Instructions to follow = Using the data below, gather each line that includes the word "green".

Material supplied =

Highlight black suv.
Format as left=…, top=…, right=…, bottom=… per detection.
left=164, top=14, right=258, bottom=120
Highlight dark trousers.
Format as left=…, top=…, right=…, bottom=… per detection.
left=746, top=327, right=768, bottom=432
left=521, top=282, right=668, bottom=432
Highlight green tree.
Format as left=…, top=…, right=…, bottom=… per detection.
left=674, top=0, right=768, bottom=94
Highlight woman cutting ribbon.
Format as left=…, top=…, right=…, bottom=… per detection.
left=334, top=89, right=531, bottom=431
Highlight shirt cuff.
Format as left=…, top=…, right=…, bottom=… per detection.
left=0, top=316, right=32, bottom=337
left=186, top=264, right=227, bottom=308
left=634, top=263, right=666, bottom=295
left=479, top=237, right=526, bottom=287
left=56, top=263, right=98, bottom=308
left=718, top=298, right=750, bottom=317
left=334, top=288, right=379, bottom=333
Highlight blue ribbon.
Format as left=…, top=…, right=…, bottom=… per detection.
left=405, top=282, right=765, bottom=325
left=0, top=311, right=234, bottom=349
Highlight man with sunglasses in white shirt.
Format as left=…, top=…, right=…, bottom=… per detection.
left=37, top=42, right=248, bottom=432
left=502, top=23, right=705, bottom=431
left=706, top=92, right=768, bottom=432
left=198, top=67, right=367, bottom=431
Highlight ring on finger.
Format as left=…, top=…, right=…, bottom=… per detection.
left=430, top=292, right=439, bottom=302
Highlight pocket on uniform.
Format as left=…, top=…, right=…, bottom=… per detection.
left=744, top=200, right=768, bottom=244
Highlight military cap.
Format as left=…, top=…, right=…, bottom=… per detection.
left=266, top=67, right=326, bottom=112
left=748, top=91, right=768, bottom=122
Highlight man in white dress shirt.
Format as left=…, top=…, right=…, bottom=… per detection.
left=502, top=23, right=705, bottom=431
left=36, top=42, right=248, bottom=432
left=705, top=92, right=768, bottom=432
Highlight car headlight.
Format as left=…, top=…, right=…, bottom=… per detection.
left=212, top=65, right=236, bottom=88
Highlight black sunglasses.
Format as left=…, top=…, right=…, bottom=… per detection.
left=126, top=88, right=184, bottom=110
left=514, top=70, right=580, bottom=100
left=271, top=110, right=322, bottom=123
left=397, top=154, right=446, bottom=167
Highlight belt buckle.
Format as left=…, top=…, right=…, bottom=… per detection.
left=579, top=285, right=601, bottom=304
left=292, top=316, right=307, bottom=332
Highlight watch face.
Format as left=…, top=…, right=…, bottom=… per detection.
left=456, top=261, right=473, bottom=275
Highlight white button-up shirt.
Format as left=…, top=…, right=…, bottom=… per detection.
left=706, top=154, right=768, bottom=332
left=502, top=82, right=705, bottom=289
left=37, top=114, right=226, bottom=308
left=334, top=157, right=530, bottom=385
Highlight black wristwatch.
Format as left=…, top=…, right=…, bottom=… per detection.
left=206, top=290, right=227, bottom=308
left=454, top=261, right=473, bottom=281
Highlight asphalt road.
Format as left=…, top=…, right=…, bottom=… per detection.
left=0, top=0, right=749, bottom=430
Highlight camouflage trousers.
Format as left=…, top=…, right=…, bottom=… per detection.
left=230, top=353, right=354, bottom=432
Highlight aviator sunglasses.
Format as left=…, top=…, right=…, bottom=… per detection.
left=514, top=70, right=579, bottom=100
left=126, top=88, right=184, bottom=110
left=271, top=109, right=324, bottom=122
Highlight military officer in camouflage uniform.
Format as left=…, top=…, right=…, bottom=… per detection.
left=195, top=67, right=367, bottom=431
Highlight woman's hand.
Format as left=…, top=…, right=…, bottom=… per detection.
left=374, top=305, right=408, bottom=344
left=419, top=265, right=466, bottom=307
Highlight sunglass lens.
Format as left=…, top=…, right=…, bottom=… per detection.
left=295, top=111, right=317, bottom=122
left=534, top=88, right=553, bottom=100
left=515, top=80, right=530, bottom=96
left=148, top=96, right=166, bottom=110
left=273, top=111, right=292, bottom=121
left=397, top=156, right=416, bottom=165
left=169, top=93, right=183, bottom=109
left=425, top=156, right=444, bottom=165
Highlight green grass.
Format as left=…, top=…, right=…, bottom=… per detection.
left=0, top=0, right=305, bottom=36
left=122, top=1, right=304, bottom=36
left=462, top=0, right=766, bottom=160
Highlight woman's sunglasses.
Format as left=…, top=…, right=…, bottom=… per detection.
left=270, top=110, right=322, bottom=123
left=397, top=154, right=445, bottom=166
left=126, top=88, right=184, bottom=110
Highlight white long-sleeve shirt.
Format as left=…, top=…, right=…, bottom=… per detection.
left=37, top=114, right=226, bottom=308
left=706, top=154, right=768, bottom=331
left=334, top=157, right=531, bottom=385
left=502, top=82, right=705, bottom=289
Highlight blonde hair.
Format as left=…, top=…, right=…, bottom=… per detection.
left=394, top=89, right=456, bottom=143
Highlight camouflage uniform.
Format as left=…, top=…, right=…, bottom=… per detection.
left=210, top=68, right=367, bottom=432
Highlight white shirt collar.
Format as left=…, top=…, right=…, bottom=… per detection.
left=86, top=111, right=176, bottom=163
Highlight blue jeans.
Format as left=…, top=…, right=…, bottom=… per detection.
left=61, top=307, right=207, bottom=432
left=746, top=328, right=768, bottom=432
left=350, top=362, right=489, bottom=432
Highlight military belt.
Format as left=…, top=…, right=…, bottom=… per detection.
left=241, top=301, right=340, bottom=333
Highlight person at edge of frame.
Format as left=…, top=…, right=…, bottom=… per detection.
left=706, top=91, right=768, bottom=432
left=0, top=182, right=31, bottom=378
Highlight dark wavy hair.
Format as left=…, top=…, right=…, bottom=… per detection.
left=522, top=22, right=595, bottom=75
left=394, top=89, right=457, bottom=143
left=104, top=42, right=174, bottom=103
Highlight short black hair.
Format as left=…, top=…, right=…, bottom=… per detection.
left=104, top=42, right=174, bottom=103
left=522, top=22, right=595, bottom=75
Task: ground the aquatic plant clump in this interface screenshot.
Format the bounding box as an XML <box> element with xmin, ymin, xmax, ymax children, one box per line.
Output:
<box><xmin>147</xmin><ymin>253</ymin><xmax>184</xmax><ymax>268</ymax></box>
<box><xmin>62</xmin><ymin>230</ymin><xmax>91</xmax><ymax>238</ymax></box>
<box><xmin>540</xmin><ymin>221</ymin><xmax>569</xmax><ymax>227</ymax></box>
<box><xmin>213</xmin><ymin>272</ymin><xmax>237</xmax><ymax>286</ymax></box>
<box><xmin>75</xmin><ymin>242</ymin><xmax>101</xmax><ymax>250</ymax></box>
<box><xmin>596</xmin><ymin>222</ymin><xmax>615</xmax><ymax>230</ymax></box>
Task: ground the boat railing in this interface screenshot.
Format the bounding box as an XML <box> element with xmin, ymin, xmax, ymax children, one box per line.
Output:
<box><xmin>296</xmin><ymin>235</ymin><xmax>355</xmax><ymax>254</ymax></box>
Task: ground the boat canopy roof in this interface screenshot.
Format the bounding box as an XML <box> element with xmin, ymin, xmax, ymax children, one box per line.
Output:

Answer section =
Highlight green tree.
Highlight green grass.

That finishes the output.